Stored items from a collection
Content starts

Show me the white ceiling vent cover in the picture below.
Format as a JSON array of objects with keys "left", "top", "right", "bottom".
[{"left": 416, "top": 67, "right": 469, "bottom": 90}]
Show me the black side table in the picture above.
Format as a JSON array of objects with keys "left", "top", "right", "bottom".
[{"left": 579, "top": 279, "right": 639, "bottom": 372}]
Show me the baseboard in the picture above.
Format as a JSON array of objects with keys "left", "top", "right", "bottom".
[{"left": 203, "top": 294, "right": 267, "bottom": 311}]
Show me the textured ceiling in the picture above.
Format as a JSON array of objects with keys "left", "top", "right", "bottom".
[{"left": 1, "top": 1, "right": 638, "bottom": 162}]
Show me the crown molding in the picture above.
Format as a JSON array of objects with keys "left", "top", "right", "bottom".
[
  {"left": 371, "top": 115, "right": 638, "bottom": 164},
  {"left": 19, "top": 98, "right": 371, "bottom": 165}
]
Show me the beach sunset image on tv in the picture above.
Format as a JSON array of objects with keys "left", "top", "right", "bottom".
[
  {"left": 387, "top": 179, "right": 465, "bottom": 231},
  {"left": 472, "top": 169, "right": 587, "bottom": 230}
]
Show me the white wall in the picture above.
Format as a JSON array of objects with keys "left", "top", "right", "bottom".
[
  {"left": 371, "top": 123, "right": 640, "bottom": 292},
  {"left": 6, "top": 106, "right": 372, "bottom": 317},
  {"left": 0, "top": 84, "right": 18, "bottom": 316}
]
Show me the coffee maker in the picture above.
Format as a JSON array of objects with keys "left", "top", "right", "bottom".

Content ends

Aim of the task: Copy out every record above once more, precisely as written.

Expected output:
Show me the white ceiling vent cover in the picture below.
Format as a JSON array of objects with keys "left", "top", "right", "bottom".
[{"left": 416, "top": 67, "right": 469, "bottom": 90}]
Show me the black side table in the picture above.
Format as a JSON array of objects with keys "left", "top", "right", "bottom".
[{"left": 579, "top": 279, "right": 639, "bottom": 372}]
Show me the baseboard in the picture above.
Format as a JSON array of objects with keys "left", "top", "right", "bottom".
[{"left": 203, "top": 294, "right": 267, "bottom": 311}]
Show me the textured ceiling in the picture above.
Format as a JSON array of objects with keys "left", "top", "right", "bottom".
[{"left": 1, "top": 1, "right": 638, "bottom": 162}]
Show me the crown molding in the picture above.
Format as a JSON array of objects with keys "left", "top", "right", "bottom".
[
  {"left": 371, "top": 115, "right": 638, "bottom": 164},
  {"left": 19, "top": 98, "right": 371, "bottom": 165}
]
Show me the beach sunset image on tv in the picture above.
Format as a JSON array of objects with keys "left", "top", "right", "bottom".
[
  {"left": 387, "top": 179, "right": 465, "bottom": 231},
  {"left": 472, "top": 169, "right": 587, "bottom": 230}
]
Show me the white wall in the picture above.
Format as a JSON array of objects with keys "left", "top", "right", "bottom".
[
  {"left": 371, "top": 123, "right": 640, "bottom": 292},
  {"left": 6, "top": 106, "right": 372, "bottom": 317},
  {"left": 0, "top": 84, "right": 18, "bottom": 316}
]
Show me the coffee maker in the picture above.
Format as a JSON array of objects with keys "left", "top", "right", "bottom".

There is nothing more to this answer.